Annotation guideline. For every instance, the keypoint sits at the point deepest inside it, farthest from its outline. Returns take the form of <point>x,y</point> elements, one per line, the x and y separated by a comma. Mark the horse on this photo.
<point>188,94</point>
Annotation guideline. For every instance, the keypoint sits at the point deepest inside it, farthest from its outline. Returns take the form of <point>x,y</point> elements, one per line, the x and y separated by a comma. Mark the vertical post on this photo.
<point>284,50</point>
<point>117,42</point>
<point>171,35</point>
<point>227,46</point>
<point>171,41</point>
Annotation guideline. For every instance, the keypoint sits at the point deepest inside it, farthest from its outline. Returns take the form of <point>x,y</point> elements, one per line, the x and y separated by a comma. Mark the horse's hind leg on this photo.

◆ ◆ ◆ ◆ ◆

◆ **GOAL**:
Can you give all the records again, replacing "keypoint" with "marker" and leaving everything else unchanged?

◆ **EXERCISE ANSWER**:
Annotation guideline. For every instance, the marker sits at the point deepest inside it, farthest from its outline. Returns take the form of <point>x,y</point> elements, one per line, the x and y separated by a comma. Mark the horse on this photo.
<point>188,94</point>
Annotation guideline. For every instance, the marker sits at the point deepest inside it, farthest from its outline. Returns take the form of <point>x,y</point> elements, one per line, the x and y separated by a comma. Mark the vertical post on this photo.
<point>284,50</point>
<point>117,42</point>
<point>171,35</point>
<point>227,46</point>
<point>171,41</point>
Annotation guideline. For every instance, the marker sits at the point deepest inside it, farthest from its outline. Returns take the form of <point>x,y</point> elements, one per line, the x and y separated by a comma. Mark the horse's hind leg on this photo.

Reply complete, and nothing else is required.